> _Things to do_
1) From the research summary below, print the passage between "The main focus" and "health and disease.", inclusive.
2) Using the research summary below, state yes or no for each statement and quote the words that decide it. (a) Sister chromatids separate in the first meiotic division. (b) Meiosis includes only one round of DNA replication. (c) The research draws on microscopy.

> _Text_
┌────────

Florencia Pratto, Ph.D., Stadtman Tenure-Track Investigator, NIH Distinguished Scholar

Current Research

Gametes, such as sperm and eggs, are produced through meiosis. In this specialized type of cell division, a single round of DNA replication is followed by two successive rounds of chromosome segregation. In the first division, homologs (each parental chromosome) separate; in the second division, the sister chromatids segregate, resulting in four haploid daughter cells. The segregation of homologs poses a unique challenge because they must be physically connected for accurate segregation. The connection between homologs, in most mammals, is mediated by the deliberate introduction of hundreds of double-stranded breaks (DSBs) and their subsequent repair through homologous recombination. The cell needs to fine-tune the timing and placement of DSBs to avoid deleterious events, such as mutations or aneuploidies. 20% to 60% of human oocytes have a karyotypic defect, and errors in meiosis are responsible for at least half of clinically recognized miscarriages, as well as a spectrum of chromosomal birth defects in humans, such as Down syndrome.

The main focus of our research is to understand the multiple layers that shape the recombination landscape over size scales ranging from single nucleotides to whole chromosomes in the human and mouse germlines. To achieve this goal we use a combination of genetics, multi-omics analysis and microscopy. Successful meiosis requires the coordination of multiple cellular and molecular processes. Through this research program, I seek to advance our knowledge of a critical biological process at the core of modern genetics that profoundly affects human reproductive health and disease.

└────────

Dataset items
┌────────

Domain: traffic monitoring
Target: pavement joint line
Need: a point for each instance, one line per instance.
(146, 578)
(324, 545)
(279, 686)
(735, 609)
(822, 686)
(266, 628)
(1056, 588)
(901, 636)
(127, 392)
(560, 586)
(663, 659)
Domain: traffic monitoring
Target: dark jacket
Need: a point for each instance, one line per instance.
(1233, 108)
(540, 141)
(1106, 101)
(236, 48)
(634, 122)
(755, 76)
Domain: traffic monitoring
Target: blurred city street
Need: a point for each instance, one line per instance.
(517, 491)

└────────
┌────────

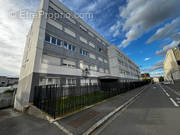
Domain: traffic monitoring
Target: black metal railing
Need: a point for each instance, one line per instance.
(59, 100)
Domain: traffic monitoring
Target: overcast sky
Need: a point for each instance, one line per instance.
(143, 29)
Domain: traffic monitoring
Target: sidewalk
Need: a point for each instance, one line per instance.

└────────
┌────────

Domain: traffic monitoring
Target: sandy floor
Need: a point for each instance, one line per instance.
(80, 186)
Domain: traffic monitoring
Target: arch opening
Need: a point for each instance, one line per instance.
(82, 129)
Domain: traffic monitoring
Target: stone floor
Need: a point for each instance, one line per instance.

└────────

> _List of answers_
1)
The main focus of our research is to understand the multiple layers that shape the recombination landscape over size scales ranging from single nucleotides to whole chromosomes in the human and mouse germlines. To achieve this goal we use a combination of genetics, multi-omics analysis and microscopy. Successful meiosis requires the coordination of multiple cellular and molecular processes. Through this research program, I seek to advance our knowledge of a critical biological process at the core of modern genetics that profoundly affects human reproductive health and disease.

2)
(a) No: "In the first division, homologs (each parental chromosome) separate; in the second division, the sister chromatids segregate"
(b) Yes: "a single round of DNA replication is followed by two successive rounds of chromosome segregation"
(c) Yes: "we use a combination of genetics, multi-omics analysis and microscopy"